(The data)

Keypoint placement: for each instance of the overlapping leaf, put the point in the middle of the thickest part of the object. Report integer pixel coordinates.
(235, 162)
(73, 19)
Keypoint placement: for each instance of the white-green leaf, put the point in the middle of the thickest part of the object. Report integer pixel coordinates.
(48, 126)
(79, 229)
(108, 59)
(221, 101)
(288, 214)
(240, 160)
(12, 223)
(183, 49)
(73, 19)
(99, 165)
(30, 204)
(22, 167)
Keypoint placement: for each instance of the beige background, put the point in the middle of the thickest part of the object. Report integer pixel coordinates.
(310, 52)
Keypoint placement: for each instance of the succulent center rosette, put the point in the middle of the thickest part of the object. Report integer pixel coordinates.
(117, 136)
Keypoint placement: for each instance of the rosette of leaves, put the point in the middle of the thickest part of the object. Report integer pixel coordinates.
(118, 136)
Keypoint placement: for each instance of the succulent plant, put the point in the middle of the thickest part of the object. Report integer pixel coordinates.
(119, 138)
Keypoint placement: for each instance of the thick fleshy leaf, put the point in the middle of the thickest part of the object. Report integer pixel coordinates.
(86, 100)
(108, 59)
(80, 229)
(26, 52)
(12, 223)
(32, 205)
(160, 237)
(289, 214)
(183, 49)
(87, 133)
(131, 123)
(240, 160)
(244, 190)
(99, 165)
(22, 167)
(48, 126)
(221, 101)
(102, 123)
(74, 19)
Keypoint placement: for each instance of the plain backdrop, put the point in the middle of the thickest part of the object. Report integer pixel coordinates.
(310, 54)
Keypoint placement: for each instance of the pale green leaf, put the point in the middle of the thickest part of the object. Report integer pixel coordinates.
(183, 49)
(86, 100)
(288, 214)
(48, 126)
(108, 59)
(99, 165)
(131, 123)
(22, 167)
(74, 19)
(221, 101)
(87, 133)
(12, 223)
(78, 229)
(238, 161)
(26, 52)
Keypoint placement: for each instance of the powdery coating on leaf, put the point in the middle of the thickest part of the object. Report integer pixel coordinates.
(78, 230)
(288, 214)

(End The data)

Output nothing but the lines from the one with "Keypoint placement: for each instance of the plain" through the last line above, each exactly as it stands.

- **Written solution**:
Keypoint placement: for each instance of the plain backdrop, put the point in the middle of the thickest part of the object. Report integer pixel coordinates.
(310, 54)
Keypoint placement: for each instance of the pale green leaf, put the point in the middle of the thickest part of the object. Report integer pixel coordinates.
(183, 49)
(86, 100)
(288, 214)
(48, 126)
(108, 59)
(99, 165)
(131, 123)
(22, 167)
(74, 19)
(221, 101)
(87, 133)
(12, 223)
(78, 229)
(238, 161)
(26, 52)
Keypoint placement: for each instance of the powdery coating on leaf, put the point in the middle of the thickest part of the object. Report integer pixel coordinates.
(78, 230)
(288, 214)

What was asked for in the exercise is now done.